_DOCUMENT SECTION_:
··········

After working several years in Mexico and Latin America, Charlie Iturriaga and Ollin Studio began a long collaboration with David Fincher working on ZODIAC, THE CURIOUS CASE OF BENJAMIN BUTTON and THE SOCIAL NETWORK. At their credits, there are also the visual effects of THE SPIRIT, LET ME IN and THE LAST AIRBENDER.
What is your background?
I studied Electronics Engineering, but dedicated most of my time studing film and working in productions for commercials and features. After a couple of years working in the local (Mexico and Latin America) industry, I started working for Hollywood features, starting with David Fincher’s ZODIAC movie.
How was the collaboration with Joseph Kosinski and Eric Barba?
During months we were working together in reviews almost every day. I had dailies review of the work I was supervising with Eric first thing in the morning (9am) and around noon. Those reviews decided the changes and look of our work, and helped get an idea of the overall design of the movie, as Eric had in his brain the movie from beginning to the end. On those reviews the materials was picked up and shown to Joe, weather to be discussed or to have a final proposal and continue with the work. We had meetings with Joe at the beginning of the production twice a week, and at some point we started having meetings almost every day, including weekends.
How did Ollin Studio got involved on this movie?
Ollin created around 260 shots in the movie, including both Stereo shots and Flat shots. We were the second biggest vendor outside Digital Domain.
What sequences did you do?
Armory (CG Environments and suit effect), Sam’s Apartment (Digial Matte Paint), Black Guard Fight (CG Environment/Set extension, Suit/Disc enhancements and fight effects), End of line Club (Set extension and environment design, Privacy screen and stairs effect of Zeus), Ending LA (Digital Matte paintings and Flare effects), Flynns Arcade (Set extensions and environments), Private room (Suit enhancements, privacy screen and Stereoscopic fixes).
What assets have you received from production?
Depending on the sequence, different kind of assets where delivered. The first ones where obviously the plates, which included 2 eyes and a QT reference of the editorial timing.
-Concept art where delivered as high res paintings by Production’s Art’s department.
-Shared geometry where delivered if it was created by another vendor (in cases where we have a sequence split between two studios).
-Look up tables and color references were sent back and forth between Ollin and Production/Digital Domain to make sure we were in the same color space and look.
-Scripts for specific effects shared through the movie, like glows or flares that were previously approved by director.
Does the director gave you references in particular?
During our numerous hours of screenings and meetings checking the shots, several references where called. One that I specially remember is when we were discussing and designing the “transition” to the tron world, which was not specifically designed or visualized. Joe created an effect in After Effects which involved some points flying to the screen, and he handled that directly to me as a start reference of the shot. He wanted to step away from the original effect where Flynn traveled to the computer and create something a little bit more in first person and a little like WIZARD OF OZ in the sense of a change that is more to the audience than to the character. After going back and forth, the effect ended up being pretty close to his original concept, just with a stereo version and proper finishing.

··········

_SUPPLIED ENTRIES_:
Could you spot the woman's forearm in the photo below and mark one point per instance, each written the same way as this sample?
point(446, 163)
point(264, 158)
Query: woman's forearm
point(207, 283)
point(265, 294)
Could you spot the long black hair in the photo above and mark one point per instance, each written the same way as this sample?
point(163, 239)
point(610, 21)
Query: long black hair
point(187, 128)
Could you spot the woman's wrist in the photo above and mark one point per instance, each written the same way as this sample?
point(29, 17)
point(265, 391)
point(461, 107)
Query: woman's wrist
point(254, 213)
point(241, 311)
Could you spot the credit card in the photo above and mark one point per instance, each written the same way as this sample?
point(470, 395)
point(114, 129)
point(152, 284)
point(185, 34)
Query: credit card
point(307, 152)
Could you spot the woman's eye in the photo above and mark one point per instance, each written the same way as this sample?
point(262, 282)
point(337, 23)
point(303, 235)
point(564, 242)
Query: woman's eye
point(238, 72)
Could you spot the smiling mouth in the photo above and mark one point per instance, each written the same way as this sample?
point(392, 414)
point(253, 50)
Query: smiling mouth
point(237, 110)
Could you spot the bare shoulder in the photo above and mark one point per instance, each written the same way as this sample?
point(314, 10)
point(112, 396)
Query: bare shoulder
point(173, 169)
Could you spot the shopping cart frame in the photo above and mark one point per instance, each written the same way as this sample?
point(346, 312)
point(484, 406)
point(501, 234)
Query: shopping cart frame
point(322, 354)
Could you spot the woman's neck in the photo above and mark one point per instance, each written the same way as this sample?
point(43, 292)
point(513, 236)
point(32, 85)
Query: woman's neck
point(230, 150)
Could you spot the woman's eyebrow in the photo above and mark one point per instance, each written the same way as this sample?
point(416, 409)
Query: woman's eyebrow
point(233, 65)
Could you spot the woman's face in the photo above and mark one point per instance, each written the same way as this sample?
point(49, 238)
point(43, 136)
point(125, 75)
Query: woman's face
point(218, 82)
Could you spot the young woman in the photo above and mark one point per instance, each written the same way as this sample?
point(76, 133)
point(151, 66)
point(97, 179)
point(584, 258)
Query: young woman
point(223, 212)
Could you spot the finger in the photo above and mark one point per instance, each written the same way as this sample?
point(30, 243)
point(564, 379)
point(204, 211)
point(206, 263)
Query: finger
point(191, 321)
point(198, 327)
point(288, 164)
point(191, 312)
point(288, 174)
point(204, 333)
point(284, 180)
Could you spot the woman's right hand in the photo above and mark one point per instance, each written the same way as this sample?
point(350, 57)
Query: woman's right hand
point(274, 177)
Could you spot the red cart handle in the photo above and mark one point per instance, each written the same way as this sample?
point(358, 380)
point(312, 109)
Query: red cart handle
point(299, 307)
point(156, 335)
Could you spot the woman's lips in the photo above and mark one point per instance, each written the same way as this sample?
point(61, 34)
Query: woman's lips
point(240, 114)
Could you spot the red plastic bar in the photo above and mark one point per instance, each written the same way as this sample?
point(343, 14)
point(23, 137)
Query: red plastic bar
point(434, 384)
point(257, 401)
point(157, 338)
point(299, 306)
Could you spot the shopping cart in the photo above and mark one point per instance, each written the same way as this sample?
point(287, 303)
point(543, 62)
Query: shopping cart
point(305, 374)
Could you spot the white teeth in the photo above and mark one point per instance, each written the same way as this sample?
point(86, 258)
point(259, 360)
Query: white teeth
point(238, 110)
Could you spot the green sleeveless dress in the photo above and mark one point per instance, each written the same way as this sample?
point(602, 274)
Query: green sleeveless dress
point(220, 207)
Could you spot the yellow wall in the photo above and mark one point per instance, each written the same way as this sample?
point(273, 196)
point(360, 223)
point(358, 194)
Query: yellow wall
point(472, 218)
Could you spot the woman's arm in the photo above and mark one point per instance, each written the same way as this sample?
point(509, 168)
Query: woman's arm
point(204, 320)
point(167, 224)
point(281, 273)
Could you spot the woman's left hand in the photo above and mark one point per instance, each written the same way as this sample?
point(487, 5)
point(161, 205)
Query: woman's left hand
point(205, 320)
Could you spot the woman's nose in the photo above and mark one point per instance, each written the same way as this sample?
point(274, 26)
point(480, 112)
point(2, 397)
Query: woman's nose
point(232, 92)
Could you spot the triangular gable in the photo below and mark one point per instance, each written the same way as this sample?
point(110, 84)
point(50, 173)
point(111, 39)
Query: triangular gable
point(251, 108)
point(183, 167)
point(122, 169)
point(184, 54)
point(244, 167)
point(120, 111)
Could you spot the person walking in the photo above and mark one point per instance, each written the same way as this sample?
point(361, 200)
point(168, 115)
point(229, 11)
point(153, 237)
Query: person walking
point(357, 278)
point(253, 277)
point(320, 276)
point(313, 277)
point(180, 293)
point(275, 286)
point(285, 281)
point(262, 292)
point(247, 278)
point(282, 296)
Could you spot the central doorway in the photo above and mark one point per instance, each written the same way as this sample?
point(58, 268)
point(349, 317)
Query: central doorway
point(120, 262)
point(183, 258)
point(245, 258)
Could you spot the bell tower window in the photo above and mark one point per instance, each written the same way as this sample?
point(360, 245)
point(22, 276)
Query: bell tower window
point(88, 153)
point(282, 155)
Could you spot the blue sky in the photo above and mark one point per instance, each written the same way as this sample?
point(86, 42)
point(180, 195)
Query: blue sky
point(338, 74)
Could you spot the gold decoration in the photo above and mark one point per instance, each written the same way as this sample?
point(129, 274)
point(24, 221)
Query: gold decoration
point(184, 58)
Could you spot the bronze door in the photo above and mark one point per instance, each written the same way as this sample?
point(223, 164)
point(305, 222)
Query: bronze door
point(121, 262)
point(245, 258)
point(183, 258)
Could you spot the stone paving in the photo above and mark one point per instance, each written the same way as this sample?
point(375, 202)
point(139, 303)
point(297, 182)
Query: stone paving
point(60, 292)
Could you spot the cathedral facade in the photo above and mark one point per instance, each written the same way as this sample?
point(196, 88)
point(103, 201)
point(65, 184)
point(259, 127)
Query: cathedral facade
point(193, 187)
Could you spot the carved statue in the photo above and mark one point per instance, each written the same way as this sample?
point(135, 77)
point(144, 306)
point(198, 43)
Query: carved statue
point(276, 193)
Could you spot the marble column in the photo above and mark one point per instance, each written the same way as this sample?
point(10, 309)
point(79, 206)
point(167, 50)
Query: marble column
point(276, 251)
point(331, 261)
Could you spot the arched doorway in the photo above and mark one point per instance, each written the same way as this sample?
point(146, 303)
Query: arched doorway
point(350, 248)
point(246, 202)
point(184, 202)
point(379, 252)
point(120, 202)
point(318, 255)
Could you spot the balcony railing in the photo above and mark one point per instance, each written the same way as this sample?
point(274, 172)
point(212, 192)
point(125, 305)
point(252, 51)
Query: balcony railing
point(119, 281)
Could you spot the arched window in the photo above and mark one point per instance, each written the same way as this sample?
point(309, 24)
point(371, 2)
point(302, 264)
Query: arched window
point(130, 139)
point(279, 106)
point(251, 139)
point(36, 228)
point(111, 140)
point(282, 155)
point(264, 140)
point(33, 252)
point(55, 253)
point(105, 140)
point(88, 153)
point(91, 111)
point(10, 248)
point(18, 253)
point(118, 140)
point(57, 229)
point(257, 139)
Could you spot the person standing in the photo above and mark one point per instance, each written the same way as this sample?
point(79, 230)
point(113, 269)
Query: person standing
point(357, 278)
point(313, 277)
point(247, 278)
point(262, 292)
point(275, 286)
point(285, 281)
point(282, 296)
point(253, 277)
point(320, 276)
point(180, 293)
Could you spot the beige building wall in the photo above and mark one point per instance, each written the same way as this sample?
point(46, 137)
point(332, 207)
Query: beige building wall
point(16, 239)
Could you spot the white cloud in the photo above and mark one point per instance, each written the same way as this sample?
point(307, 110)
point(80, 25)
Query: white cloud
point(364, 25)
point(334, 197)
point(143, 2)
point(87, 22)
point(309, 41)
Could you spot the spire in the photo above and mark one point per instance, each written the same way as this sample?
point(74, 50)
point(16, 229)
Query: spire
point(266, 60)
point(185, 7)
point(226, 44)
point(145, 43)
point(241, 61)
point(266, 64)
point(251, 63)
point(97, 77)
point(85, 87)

··········

_AIM_:
Reproduce the interview about Ollin Studio's visual effects work from "During months we" up to and including "day, including weekends.".

_ANSWER_:
During months we were working together in reviews almost every day. I had dailies review of the work I was supervising with Eric first thing in the morning (9am) and around noon. Those reviews decided the changes and look of our work, and helped get an idea of the overall design of the movie, as Eric had in his brain the movie from beginning to the end. On those reviews the materials was picked up and shown to Joe, weather to be discussed or to have a final proposal and continue with the work. We had meetings with Joe at the beginning of the production twice a week, and at some point we started having meetings almost every day, including weekends.